The request:
Copy the records below word for word, keeping every line as it appears.

━━━━━━

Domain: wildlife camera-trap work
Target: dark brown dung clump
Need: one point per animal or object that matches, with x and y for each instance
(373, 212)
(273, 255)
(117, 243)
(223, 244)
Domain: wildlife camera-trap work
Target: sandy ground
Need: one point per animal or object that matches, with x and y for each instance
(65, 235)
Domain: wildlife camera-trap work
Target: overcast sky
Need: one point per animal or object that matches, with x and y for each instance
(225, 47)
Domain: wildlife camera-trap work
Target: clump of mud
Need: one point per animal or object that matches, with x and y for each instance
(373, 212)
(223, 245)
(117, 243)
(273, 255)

━━━━━━

Solution to this task:
Domain: wildlife camera-trap work
Target: dark brown dung clump
Need: one point per animal or object that matches, with x and y for each instance
(373, 212)
(273, 255)
(117, 243)
(223, 244)
Domain: wildlife camera-trap work
Target: sandy ground
Need: one point per animal or object that matches, with x and y for each instance
(65, 235)
Domain: wildlife camera-trap work
Target: overcast sky
Need: one point per animal or object that matches, with x and y for each instance
(225, 47)
Domain: wildlife camera-trap work
Target: clump of mud
Need: one point per animal or object that matches, with x and y for each instance
(373, 212)
(223, 245)
(117, 243)
(273, 255)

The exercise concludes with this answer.